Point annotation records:
------------------------------------------------

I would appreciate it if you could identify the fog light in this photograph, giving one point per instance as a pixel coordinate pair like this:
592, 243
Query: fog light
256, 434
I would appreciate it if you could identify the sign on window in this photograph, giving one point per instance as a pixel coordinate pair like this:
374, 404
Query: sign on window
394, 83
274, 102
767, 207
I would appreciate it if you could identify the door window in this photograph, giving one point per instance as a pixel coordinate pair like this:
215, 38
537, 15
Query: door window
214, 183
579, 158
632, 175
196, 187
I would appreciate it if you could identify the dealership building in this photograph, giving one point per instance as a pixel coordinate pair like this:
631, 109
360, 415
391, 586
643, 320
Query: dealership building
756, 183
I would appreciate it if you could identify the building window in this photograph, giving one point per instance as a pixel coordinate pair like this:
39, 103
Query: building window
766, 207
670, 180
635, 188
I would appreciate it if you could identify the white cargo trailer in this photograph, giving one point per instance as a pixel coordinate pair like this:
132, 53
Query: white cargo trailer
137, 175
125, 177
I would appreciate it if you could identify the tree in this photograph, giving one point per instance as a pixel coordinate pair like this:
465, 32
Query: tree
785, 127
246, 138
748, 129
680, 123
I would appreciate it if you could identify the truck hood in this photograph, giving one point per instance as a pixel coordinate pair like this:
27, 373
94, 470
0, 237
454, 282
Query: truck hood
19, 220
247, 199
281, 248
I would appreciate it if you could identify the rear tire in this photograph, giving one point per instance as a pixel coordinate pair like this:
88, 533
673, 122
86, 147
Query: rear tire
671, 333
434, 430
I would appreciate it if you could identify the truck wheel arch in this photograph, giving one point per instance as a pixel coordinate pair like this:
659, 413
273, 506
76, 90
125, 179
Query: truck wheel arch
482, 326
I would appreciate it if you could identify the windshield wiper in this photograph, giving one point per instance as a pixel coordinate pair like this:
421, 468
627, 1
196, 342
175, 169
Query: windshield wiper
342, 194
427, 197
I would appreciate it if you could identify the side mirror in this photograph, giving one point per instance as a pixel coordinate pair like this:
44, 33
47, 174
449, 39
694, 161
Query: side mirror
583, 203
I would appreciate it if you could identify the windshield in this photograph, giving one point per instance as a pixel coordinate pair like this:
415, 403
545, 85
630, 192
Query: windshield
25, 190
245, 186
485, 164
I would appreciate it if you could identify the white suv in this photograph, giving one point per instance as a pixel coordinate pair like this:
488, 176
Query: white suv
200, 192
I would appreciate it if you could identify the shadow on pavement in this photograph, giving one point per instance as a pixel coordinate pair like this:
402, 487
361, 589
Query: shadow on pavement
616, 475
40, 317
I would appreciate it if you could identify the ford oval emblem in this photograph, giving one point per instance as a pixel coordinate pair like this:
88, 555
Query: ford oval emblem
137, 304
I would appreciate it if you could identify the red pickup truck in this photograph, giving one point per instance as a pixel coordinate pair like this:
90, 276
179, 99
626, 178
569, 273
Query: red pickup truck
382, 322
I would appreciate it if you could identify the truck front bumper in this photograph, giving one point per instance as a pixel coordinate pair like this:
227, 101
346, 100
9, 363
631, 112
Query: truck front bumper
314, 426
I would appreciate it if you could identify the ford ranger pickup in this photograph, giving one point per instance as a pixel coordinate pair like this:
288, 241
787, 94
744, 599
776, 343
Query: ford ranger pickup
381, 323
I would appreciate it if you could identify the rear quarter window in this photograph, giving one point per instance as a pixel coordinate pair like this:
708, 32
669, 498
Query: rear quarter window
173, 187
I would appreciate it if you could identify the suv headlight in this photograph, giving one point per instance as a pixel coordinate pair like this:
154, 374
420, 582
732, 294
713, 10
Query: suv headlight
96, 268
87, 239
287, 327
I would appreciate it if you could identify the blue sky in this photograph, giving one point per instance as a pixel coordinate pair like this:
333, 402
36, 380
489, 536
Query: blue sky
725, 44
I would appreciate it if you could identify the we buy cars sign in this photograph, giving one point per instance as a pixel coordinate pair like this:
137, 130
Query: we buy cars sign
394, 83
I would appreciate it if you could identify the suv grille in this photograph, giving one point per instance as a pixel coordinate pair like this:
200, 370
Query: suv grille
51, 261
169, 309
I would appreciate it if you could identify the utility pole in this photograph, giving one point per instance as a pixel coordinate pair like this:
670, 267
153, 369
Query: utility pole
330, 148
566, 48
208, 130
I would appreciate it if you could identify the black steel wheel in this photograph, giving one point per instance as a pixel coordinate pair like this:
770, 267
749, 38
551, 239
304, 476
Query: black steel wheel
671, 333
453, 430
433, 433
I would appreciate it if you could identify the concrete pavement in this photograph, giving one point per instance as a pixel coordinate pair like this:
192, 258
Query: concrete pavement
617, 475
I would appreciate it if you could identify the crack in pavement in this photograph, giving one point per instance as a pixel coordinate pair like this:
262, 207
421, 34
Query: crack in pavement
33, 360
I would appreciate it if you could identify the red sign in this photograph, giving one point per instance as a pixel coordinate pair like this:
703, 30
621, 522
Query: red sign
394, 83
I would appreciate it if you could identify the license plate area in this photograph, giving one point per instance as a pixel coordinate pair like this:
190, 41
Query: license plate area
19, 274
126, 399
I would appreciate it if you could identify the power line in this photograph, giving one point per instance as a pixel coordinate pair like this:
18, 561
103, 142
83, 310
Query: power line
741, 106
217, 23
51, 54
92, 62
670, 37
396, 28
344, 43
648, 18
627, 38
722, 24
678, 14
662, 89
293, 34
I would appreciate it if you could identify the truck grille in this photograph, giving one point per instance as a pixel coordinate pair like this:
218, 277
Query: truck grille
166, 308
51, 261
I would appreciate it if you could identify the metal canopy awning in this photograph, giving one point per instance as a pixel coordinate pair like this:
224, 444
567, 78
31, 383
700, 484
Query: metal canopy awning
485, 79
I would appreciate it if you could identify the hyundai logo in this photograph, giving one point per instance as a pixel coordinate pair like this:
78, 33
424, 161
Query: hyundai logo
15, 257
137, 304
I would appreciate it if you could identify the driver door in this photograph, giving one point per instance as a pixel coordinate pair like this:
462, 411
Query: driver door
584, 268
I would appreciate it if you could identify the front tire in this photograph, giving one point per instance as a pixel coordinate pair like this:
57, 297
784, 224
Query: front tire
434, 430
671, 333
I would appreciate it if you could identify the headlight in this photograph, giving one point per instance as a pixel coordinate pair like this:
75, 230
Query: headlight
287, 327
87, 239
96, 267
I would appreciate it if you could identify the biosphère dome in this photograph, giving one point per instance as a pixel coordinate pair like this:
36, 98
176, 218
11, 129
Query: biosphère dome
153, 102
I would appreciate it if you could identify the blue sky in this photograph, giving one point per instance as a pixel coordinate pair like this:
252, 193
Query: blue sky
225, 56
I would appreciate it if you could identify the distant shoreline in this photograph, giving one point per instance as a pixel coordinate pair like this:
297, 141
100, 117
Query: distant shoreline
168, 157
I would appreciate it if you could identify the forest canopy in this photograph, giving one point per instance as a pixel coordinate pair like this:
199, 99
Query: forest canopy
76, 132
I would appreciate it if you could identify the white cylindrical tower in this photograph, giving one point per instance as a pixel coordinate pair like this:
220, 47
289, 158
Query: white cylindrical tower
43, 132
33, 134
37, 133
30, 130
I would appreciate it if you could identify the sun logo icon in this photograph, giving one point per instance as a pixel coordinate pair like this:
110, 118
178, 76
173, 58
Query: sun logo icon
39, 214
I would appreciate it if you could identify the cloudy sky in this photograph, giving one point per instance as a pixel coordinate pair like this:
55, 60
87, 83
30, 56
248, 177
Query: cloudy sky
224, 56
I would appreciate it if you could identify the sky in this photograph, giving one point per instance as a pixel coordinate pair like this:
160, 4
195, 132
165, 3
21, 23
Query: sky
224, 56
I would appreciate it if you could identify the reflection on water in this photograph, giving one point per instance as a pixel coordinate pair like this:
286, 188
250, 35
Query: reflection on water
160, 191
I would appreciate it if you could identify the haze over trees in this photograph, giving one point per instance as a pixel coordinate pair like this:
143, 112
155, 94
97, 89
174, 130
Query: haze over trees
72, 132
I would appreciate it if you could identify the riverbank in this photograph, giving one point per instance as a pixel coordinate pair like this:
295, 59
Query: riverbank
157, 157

------------------------------------------------

• [Work to do]
Begin at the line containing "I would appreciate it if you could identify the haze" and reproduce each line through the end of the records above.

• [Response to the exercise]
I would appreciate it if you could identify the haze over trees in this photograph, giving one point per instance as a pixel coordinate pair like this:
143, 112
155, 94
97, 89
174, 130
Query: haze over trees
72, 132
I would appreciate it if you could identify the riverbank in this photograph, giving one point per instance as a pixel coordinate pair like this:
295, 59
Query: riverbank
157, 157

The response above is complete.